begin Listed entries
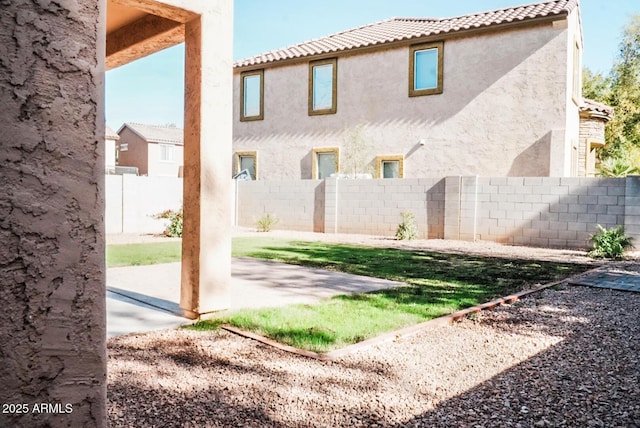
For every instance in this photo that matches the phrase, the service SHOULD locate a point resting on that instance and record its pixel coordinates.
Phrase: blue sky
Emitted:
(150, 90)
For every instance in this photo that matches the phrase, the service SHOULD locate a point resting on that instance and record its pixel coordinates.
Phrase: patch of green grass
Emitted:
(143, 254)
(437, 284)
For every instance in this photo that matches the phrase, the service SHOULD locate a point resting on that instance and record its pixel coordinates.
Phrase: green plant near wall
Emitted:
(174, 228)
(266, 222)
(610, 243)
(407, 229)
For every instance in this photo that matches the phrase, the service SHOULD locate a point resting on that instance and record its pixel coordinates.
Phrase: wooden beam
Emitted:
(154, 7)
(141, 38)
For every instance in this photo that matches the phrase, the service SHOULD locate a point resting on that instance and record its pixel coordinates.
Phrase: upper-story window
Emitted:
(252, 95)
(425, 69)
(323, 76)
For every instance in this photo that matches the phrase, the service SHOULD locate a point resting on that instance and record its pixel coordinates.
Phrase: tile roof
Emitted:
(398, 29)
(156, 133)
(109, 134)
(596, 109)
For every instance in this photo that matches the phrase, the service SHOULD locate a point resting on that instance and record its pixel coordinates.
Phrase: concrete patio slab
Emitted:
(144, 298)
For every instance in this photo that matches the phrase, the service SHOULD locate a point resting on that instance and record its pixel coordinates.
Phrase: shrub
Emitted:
(266, 222)
(616, 167)
(610, 244)
(407, 229)
(174, 228)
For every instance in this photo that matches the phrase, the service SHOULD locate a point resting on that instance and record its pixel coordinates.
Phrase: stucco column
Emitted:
(206, 241)
(52, 266)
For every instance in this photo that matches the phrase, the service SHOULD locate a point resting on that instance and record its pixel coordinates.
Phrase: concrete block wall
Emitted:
(375, 206)
(533, 211)
(133, 201)
(632, 209)
(548, 212)
(298, 205)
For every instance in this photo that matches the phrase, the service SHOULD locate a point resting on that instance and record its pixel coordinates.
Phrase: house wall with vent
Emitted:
(503, 110)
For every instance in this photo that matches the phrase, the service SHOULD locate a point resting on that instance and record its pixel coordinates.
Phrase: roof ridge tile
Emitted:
(399, 28)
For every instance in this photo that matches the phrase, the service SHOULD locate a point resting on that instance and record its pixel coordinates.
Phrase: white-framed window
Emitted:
(252, 95)
(325, 163)
(249, 161)
(166, 152)
(390, 166)
(323, 86)
(425, 69)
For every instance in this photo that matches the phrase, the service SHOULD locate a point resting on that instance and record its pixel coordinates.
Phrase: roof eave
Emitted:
(563, 15)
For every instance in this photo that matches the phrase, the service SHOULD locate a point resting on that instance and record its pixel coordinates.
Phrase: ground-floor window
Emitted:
(247, 161)
(390, 166)
(325, 162)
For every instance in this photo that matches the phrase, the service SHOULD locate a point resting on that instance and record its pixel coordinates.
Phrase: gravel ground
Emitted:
(567, 357)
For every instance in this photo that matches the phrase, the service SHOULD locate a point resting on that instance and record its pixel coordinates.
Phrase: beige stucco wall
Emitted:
(503, 108)
(571, 164)
(136, 153)
(52, 268)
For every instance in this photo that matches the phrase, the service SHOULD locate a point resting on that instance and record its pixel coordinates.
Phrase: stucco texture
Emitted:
(52, 274)
(503, 111)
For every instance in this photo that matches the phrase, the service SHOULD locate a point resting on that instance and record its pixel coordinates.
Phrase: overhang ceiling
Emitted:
(138, 28)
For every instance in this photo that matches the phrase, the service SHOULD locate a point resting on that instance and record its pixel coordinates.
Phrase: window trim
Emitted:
(244, 74)
(389, 158)
(314, 159)
(248, 153)
(412, 53)
(334, 89)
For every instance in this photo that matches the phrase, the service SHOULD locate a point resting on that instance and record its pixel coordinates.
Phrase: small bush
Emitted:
(174, 228)
(407, 229)
(266, 222)
(610, 244)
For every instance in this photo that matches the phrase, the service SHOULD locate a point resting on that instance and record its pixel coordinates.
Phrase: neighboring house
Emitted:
(154, 150)
(593, 117)
(110, 139)
(491, 94)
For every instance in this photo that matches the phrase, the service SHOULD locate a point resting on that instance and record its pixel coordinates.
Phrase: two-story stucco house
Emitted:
(495, 93)
(154, 150)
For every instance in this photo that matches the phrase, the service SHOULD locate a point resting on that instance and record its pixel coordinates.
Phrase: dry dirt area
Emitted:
(567, 357)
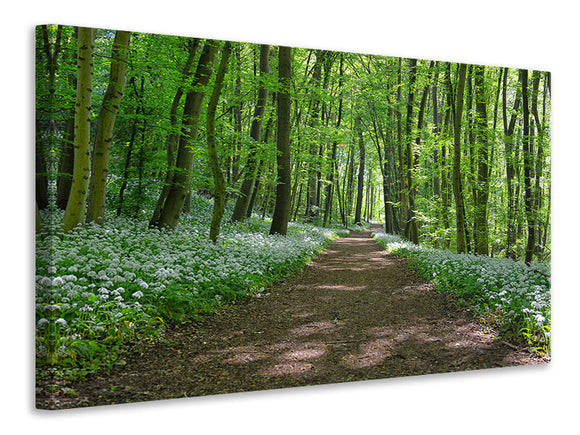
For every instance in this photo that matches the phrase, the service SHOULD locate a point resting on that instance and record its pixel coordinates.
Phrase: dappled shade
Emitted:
(331, 323)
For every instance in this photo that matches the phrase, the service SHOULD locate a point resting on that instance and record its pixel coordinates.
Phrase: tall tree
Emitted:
(105, 127)
(528, 155)
(173, 137)
(181, 183)
(241, 207)
(509, 128)
(481, 235)
(219, 201)
(361, 170)
(457, 190)
(283, 186)
(76, 205)
(411, 227)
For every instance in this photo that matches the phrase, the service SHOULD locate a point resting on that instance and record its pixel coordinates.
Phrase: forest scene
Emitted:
(216, 216)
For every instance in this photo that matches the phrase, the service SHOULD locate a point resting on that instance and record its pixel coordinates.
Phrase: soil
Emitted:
(354, 313)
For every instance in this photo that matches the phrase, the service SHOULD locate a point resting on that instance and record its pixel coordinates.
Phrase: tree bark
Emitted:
(75, 209)
(411, 227)
(457, 191)
(219, 201)
(241, 207)
(510, 170)
(173, 137)
(181, 184)
(105, 127)
(361, 171)
(282, 207)
(528, 168)
(482, 147)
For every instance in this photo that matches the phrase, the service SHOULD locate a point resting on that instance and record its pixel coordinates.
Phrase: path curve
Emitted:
(354, 313)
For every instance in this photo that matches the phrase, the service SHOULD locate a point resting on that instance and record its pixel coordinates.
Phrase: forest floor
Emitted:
(354, 313)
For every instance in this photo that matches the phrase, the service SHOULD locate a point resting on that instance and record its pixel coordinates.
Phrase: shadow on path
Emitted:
(354, 313)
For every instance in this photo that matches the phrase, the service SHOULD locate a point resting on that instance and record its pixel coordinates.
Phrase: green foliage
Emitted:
(513, 295)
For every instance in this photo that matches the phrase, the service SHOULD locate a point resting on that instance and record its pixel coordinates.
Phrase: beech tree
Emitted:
(76, 205)
(105, 128)
(181, 183)
(218, 175)
(250, 174)
(282, 208)
(436, 147)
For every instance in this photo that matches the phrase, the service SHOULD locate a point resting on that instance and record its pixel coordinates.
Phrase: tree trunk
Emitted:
(411, 227)
(75, 209)
(457, 191)
(482, 147)
(105, 127)
(218, 176)
(241, 207)
(361, 171)
(181, 184)
(528, 156)
(510, 170)
(282, 207)
(173, 137)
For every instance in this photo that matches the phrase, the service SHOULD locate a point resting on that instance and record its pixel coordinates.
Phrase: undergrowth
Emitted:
(508, 294)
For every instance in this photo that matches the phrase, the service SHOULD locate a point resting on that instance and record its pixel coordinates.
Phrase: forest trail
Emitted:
(354, 313)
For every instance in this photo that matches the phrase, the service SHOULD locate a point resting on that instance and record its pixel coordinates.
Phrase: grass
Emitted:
(510, 294)
(103, 286)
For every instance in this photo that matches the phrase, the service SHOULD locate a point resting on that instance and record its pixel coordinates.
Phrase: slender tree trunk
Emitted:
(241, 207)
(482, 147)
(44, 146)
(510, 166)
(218, 176)
(411, 227)
(282, 207)
(527, 150)
(457, 191)
(75, 209)
(105, 127)
(181, 184)
(402, 163)
(361, 171)
(173, 137)
(66, 164)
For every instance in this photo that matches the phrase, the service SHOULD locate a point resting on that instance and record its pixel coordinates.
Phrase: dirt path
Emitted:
(354, 313)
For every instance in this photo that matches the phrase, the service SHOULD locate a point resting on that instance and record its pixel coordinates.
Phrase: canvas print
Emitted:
(217, 216)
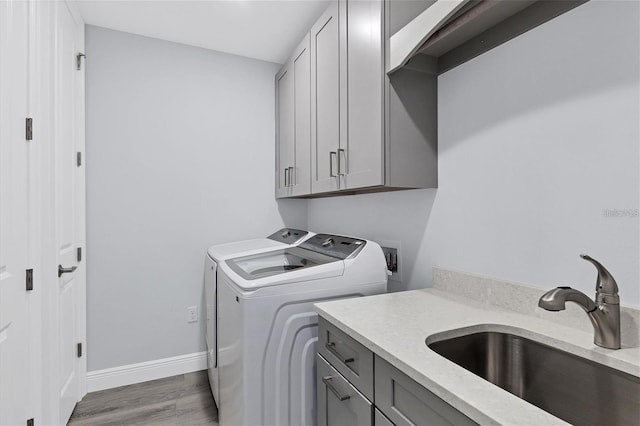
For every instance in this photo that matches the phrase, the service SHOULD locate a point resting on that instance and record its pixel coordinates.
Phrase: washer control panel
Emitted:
(288, 235)
(333, 245)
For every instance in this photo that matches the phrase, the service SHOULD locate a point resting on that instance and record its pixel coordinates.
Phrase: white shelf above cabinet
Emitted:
(407, 41)
(451, 32)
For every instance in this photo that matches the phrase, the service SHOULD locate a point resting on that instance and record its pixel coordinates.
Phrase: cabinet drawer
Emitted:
(405, 402)
(350, 358)
(339, 403)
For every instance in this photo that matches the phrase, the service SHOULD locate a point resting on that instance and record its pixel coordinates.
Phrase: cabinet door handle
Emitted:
(327, 381)
(341, 151)
(63, 270)
(331, 347)
(331, 154)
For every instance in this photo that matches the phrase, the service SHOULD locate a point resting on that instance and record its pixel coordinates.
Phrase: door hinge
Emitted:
(79, 57)
(29, 278)
(28, 129)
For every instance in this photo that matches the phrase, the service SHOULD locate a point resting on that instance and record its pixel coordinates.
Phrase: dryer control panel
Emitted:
(333, 245)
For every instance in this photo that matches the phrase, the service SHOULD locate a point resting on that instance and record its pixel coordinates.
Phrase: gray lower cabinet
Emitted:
(339, 402)
(380, 419)
(357, 387)
(350, 358)
(406, 402)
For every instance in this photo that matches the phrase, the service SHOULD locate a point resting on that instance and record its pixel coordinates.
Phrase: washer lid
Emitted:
(277, 262)
(239, 248)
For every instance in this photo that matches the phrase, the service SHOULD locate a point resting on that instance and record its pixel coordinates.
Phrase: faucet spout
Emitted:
(554, 300)
(604, 313)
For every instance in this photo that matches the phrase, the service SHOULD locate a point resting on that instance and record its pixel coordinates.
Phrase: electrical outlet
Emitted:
(192, 314)
(392, 255)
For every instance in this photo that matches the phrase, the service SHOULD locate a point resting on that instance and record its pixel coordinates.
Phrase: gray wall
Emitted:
(537, 138)
(180, 151)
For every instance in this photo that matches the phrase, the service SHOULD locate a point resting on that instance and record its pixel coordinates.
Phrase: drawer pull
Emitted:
(331, 347)
(327, 381)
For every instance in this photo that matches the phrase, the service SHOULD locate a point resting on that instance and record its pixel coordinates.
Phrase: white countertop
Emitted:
(395, 326)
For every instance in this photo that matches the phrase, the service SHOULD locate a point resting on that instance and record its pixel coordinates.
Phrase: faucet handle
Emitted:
(605, 284)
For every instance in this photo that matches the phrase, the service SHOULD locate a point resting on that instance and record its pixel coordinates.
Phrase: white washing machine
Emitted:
(268, 329)
(215, 254)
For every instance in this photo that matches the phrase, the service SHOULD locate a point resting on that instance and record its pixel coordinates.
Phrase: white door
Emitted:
(14, 315)
(69, 200)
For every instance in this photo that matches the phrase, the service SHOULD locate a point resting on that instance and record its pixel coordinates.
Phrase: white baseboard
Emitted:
(145, 371)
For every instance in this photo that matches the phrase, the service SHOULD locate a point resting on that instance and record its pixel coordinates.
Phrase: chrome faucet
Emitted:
(604, 313)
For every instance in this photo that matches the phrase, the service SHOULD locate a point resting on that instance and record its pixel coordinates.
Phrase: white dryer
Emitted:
(215, 254)
(268, 328)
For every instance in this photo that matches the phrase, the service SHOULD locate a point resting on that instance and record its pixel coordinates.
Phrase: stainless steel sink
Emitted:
(575, 389)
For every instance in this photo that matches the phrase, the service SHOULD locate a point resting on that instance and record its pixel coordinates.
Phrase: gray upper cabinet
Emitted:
(326, 111)
(369, 131)
(293, 124)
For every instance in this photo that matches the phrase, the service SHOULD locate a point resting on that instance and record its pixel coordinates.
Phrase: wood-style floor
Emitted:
(179, 400)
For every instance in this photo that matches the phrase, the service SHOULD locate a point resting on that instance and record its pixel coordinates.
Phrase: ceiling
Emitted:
(262, 29)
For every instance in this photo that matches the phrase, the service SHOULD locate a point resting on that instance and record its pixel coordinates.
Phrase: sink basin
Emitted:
(572, 388)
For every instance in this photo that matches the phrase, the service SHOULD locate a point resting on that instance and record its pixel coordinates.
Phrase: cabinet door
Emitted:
(339, 403)
(380, 419)
(285, 151)
(406, 402)
(361, 153)
(301, 172)
(325, 101)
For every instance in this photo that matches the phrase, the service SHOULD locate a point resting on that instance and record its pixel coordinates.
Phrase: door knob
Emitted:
(63, 270)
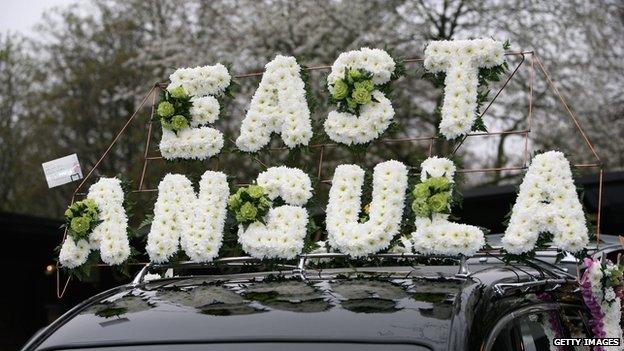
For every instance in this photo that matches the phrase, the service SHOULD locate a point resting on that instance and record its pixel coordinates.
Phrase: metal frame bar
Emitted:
(322, 147)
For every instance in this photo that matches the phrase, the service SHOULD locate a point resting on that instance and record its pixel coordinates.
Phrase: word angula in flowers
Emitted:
(273, 220)
(435, 234)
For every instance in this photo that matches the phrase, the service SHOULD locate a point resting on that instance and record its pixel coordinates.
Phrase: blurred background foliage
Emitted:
(72, 86)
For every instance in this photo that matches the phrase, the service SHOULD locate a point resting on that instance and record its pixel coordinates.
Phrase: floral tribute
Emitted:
(358, 84)
(188, 106)
(279, 105)
(461, 61)
(602, 286)
(281, 232)
(185, 220)
(547, 204)
(345, 232)
(435, 234)
(99, 222)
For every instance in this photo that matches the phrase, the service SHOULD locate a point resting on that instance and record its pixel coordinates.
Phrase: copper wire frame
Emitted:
(532, 58)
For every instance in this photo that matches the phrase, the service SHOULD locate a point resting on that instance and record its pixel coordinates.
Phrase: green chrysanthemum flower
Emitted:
(234, 201)
(351, 103)
(420, 208)
(365, 84)
(178, 93)
(165, 109)
(255, 191)
(361, 96)
(421, 191)
(439, 183)
(438, 202)
(354, 75)
(178, 122)
(80, 225)
(248, 211)
(341, 90)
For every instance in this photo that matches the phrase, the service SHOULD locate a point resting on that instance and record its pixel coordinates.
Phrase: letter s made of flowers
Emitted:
(547, 203)
(279, 105)
(188, 106)
(99, 222)
(183, 219)
(435, 234)
(345, 232)
(281, 233)
(460, 60)
(357, 84)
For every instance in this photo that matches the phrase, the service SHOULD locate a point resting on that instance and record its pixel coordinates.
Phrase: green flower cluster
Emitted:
(249, 204)
(174, 109)
(432, 196)
(80, 218)
(353, 90)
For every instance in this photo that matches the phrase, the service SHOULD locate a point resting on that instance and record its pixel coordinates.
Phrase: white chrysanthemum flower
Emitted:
(279, 105)
(110, 236)
(438, 235)
(547, 202)
(461, 60)
(286, 226)
(202, 83)
(195, 223)
(345, 233)
(375, 117)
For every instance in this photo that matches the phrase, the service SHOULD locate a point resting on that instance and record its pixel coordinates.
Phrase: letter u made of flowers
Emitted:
(358, 84)
(547, 203)
(182, 219)
(188, 106)
(345, 232)
(265, 231)
(97, 223)
(278, 106)
(460, 61)
(433, 197)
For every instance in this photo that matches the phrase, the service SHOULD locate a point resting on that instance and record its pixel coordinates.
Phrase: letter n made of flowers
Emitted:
(182, 219)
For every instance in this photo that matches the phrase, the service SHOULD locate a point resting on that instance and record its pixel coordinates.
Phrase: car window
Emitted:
(267, 346)
(536, 331)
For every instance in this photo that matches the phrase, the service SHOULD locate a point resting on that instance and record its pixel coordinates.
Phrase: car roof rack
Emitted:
end Listed entries
### Required work
Count the lines in the items above that contain the word "sink", and give only that number.

### Answer to this problem
2